Kirkepiscatoid

Random and not so random musings from a 5th generation NE Missourian who became a 1st generation Episcopalian. Let the good times roll!





And there was evening and there was morning, a sixth day
The heavens and the earth were finished, the whole host of them
And on the seventh day G_d completed his work that he had done
and he rested on the seventh day from all his work that he had done
And G_d blessed the seventh day, and sanctified it
because in it he had rested from all his work that G_d had created to do.


--From the Jewish Kiddush prayer for the eve of Shabbat 


It started with my Facebook status yesterday:


(I) had one of those "2x4 to the head" realizations today. I realized I use Tuesday (my scheduled "day off") to do errands, and Sunday I am often doing "church stuff." On Saturdays, whenever possible, I don't like to do a frickin' thing. Oh, I'll go eat a meal and take a walk with someone, or help a friend, but the best Saturdays are like today--be with myself, read, do essentially nothing. Heh. I think they call that "Sabbath."


When I was a kid, I had totally no concept of why the adults in my world didn't want to "do stuff" on the weekend.  I thought that business of lounging on porches and people coming over to the house and sitting and talking about nothing was really stupid.


Now, truthfully, this used to be more of a Sunday thing than a Saturday one.  In Missouri, we had something called the Blue Laws that saw to it, when I was growing up.  I always wondered why they were called the Blue Laws.  I was told growing up it was because they were originally printed in New England on blue paper or in blue-backed bound books, but I've since learned that's not the case.  They were called the Blue Laws because they simply made people feel blue, having laws on Sunday to restrict other activities so that people would be encouraged to attend church.


When I was growing up, it wasn't until I was a pre-teen that one could buy groceries or liquor on Sunday at all.  Then it opened up to where one could only buy groceries, but no liquor or non-food items.  (There is a hilarious story in my family where my mom bullied a teenage grocery store clerk on a Sunday over a box of um..."female products."  Short version:  She walked out of the store with them, saying, "I promise I will come back tomorrow and pay for them.  If you want to call the cops on me, be my guest, son.")  Nowadays, there are still vestiges of the old Blue Laws in Missouri.  One can't buy liquor in Missouri until 9 a.m. on Sunday, and it's still illegal to buy, sell, or trade a car on Sunday.


But even this experience makes me part of a shrinking set of generations--the generations where we at least experienced doing little or nothing on an appointed day.

(Data entries)
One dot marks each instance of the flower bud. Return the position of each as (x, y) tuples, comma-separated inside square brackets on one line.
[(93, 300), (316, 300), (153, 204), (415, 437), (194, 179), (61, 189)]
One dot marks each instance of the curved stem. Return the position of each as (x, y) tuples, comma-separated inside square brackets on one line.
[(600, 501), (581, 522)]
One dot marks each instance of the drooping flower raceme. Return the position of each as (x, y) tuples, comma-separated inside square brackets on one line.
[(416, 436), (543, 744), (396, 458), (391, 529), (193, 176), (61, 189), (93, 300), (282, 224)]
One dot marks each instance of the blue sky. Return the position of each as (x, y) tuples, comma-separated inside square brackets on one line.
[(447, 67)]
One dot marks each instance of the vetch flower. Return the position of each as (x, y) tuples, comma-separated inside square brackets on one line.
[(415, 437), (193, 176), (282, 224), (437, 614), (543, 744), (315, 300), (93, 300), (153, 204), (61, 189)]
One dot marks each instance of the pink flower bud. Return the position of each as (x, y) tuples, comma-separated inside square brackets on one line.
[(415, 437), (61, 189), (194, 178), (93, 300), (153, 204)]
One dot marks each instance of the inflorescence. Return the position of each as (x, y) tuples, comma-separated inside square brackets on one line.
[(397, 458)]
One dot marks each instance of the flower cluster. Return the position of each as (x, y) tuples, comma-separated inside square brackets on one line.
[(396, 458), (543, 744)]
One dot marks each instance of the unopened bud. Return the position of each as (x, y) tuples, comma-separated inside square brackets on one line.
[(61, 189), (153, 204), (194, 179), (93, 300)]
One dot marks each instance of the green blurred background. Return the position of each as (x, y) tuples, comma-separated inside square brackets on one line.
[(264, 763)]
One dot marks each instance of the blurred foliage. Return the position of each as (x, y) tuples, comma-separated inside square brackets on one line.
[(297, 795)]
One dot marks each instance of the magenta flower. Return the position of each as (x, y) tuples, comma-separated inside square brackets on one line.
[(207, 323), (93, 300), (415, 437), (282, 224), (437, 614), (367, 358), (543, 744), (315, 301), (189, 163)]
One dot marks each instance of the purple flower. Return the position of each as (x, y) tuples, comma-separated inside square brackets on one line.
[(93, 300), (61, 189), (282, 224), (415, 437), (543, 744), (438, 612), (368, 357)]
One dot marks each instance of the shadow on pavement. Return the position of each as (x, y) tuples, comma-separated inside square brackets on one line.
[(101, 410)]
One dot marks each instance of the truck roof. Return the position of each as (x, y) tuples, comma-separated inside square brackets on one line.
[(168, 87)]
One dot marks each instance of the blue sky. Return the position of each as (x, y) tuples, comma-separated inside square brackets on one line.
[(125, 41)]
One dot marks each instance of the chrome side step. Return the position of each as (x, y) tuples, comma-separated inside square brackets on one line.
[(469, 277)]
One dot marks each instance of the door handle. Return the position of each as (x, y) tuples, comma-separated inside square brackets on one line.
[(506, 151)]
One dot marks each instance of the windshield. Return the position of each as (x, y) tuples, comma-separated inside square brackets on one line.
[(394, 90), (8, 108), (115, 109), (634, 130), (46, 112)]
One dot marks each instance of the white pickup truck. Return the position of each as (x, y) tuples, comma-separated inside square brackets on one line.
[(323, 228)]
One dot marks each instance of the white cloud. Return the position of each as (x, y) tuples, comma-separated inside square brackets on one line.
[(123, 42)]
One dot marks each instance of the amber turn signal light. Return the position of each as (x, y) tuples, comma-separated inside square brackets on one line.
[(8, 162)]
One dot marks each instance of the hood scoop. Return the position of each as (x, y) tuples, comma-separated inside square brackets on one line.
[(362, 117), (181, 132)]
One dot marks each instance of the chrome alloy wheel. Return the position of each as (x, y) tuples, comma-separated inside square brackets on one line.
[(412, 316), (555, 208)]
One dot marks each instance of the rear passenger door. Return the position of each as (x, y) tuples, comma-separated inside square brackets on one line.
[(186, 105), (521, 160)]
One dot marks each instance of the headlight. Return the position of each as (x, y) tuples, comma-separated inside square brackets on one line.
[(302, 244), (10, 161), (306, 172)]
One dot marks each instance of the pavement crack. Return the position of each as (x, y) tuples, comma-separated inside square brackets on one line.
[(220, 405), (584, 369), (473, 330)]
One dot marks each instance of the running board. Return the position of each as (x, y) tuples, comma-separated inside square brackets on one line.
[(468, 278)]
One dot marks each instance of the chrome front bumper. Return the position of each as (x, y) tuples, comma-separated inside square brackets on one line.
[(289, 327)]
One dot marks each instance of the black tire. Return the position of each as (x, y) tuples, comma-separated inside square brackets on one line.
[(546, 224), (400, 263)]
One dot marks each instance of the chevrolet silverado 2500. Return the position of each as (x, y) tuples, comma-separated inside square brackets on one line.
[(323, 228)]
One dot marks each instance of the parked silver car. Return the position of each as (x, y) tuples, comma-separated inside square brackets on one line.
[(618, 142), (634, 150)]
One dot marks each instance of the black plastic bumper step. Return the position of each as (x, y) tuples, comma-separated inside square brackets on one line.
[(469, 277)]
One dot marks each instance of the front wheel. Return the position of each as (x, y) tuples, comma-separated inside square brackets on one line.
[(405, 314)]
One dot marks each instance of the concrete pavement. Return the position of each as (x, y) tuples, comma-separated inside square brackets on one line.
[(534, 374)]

### Exercise instructions
A. Check each statement against the blog post and answer yes or no, quoting the words of the post that decide it: (i) The writer now holds that the Blue Laws were named for being printed on blue paper. (ii) Buying a car on Sunday is still illegal in Missouri. (iii) The writer's scheduled day off is Saturday.
B. According to the blog post, how early on a Sunday can liquor be bought in Missouri today?
C. Pick up the blog post on the Sabbath and Missouri's Blue Laws where it stops, and write what comes next.

### Per-task answers
A.
(i) No: "but I've since learned that's not the case."
(ii) Yes: "it's still illegal to buy, sell, or trade a car on Sunday."
(iii) No: "I use Tuesday (my scheduled "day off") to do errands"

B. Not until 9 a.m.

C.
I look back and realize I was bored to tears as a kid, but now am actually glad I was bored as a kid, because now that I am middle aged, I realize at the top of my "to do" list in life is, make more time to do apparently nothing.

These days, more than ever before, "doing nothing" has become more anathema than ever.  For starters, so many people are economically depressed to the point that they are working weekends to make ends meet.  For working people, weekends seem to be the only days that things like errands and housework even have a chance of getting done.

But look at what we've been doing to ourselves in America since the old Blue Laws were lifted.  Our consumption of goods has skyrocketed--there's the very real possibility that we are working to pay for stuff we think we "need," but...do we?  We live in houses (and try to take care of them ourselves with no domestic help) that are of a size that 100 years ago, would have almost certainly required a maid, a cook, and a gardener.  Our standard of "cleanliness" in our personal hygiene has moved from a world where there was the "Saturday night bath" and numerous days of washing with a rag in front of the sink, to at least one shower a day, so that the average American uses far more water per household than most places in the developed world.  Our children are in more and more structured activities that demand more and more of our weekends.  Although I found a wide variety of numbers on this topic, best I can tell, the average American monthly home mortgage payment runs between $1050 and $1300.

The easy availability of credit cards in this country have created a situation that few families can come out from under the looming shadow of debt.  The average American has 2.7 credit cards and 80% of Americans have a debit card.  Only about 30% of credit card holders pay their balance off every month.  Here's the scariest stat of all:  Americans with credit cards have an average credit card debt of $15,799.  


Now, remember, that's at somethingteen to 20something percent interest.


In short, we don't give ourselves any room to back up and slow down.


In many of our churches, this is stewardship month.  The problem is, talking about stewardship is hard.  Our tendency is to look at everyone else, take their financial inventory, but not our own.  I am betting right now, if I say how my sacrificial giving and my lifelong quest to have more time instead of money have created greater peace within myself, your first thought will be, "Well, yeah, you can afford it.  You have no kids.  You have a better paying job.  You have, you have, you have, and I don't have that.  I have this and this and this to pay for."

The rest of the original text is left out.